_WHAT YOU ARE ASKED TO DO_. Each line below needs to be restated word for word.

Start of SOURCE RECORDS

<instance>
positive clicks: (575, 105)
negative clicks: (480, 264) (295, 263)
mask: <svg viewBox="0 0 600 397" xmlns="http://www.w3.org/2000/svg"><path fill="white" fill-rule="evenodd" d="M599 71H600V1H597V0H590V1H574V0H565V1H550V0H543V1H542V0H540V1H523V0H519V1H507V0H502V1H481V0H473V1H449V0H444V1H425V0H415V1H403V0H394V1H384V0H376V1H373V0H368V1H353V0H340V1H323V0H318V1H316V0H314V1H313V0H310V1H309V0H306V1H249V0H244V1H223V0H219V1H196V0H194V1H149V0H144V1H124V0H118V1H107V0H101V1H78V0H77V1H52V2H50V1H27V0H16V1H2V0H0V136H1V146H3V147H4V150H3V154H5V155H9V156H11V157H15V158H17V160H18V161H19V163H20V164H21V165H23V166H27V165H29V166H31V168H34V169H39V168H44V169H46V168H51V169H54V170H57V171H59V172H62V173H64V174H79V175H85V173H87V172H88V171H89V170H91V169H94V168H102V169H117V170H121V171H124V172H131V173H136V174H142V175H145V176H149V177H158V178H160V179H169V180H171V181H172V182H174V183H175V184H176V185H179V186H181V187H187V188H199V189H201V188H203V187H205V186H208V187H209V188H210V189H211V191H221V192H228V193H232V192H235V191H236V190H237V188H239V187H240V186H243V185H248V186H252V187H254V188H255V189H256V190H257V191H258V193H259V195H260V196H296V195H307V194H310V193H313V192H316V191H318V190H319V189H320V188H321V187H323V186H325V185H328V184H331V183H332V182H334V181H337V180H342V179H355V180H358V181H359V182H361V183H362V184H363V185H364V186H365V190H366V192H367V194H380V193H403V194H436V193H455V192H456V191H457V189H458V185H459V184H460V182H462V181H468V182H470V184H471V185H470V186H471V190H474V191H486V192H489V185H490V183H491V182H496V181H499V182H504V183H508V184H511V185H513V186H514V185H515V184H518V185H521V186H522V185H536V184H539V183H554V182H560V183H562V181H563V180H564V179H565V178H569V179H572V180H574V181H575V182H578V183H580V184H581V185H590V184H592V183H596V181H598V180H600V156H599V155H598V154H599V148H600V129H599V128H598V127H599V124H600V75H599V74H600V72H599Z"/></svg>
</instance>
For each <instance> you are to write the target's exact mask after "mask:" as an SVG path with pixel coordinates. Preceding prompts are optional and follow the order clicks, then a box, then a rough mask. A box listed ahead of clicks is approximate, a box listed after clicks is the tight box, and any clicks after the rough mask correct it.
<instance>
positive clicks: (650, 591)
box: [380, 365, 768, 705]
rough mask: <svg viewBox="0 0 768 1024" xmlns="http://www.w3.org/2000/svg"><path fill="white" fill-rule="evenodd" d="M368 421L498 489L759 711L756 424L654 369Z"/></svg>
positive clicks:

End of SOURCE RECORDS

_RESPONSE AREA_.
<instance>
positive clicks: (575, 105)
negative clicks: (480, 264) (295, 263)
mask: <svg viewBox="0 0 600 397" xmlns="http://www.w3.org/2000/svg"><path fill="white" fill-rule="evenodd" d="M599 71H600V1H597V0H590V1H574V0H565V1H550V0H543V1H542V0H540V1H523V0H519V1H507V0H502V1H481V0H473V1H449V0H444V1H425V0H415V1H403V0H394V1H384V0H376V1H373V0H368V1H353V0H340V1H323V0H318V1H316V0H314V1H313V0H310V1H309V0H306V1H249V0H244V1H223V0H219V1H196V0H194V1H149V0H144V1H124V0H118V1H107V0H101V1H78V0H77V1H52V2H50V1H27V0H16V1H2V0H0V136H1V146H3V147H4V150H3V154H5V155H9V156H11V157H15V158H17V160H18V161H19V163H20V164H21V165H23V166H27V165H29V166H31V168H34V169H39V168H44V169H46V168H51V169H54V170H57V171H59V172H62V173H64V174H79V175H85V173H87V172H88V171H89V170H91V169H94V168H102V169H117V170H121V171H124V172H131V173H136V174H142V175H145V176H149V177H158V178H160V179H169V180H171V181H172V182H174V183H175V184H176V185H179V186H181V187H187V188H199V189H201V188H203V187H205V186H208V187H209V188H210V189H211V191H221V192H228V193H232V192H235V191H236V190H237V188H239V187H240V186H243V185H248V186H252V187H254V188H255V189H256V190H257V191H258V193H259V195H260V196H296V195H307V194H310V193H313V192H316V191H318V190H319V189H320V188H321V187H323V186H325V185H328V184H331V183H332V182H334V181H337V180H342V179H355V180H358V181H359V182H361V183H362V184H363V185H364V186H365V190H366V192H367V194H380V193H403V194H436V193H455V192H456V191H457V189H458V185H459V184H460V182H462V181H468V182H470V184H471V185H470V186H471V190H474V191H486V192H489V185H490V183H491V182H496V181H499V182H504V183H508V184H511V185H513V186H514V185H515V184H518V185H521V186H522V185H536V184H539V183H554V182H560V183H562V181H563V180H564V179H565V178H569V179H572V180H574V181H575V182H578V183H580V184H581V185H590V184H592V183H596V181H598V180H600V156H599V155H598V154H599V148H600V129H599V128H598V127H599V124H600V75H599V74H600V72H599Z"/></svg>
</instance>
For each <instance> you are to write the target's exact mask after "mask:" as an SVG path with pixel coordinates. Preceding prompts are optional and follow the order clicks, then a box, then a rough mask. A box listed ahead of clicks is approximate, a box listed after clicks is the tight box, and any clicks after the rough mask correct it.
<instance>
positive clicks: (650, 591)
box: [380, 365, 768, 705]
rough mask: <svg viewBox="0 0 768 1024" xmlns="http://www.w3.org/2000/svg"><path fill="white" fill-rule="evenodd" d="M368 421L498 489L759 711L756 424L654 369Z"/></svg>
positive clicks:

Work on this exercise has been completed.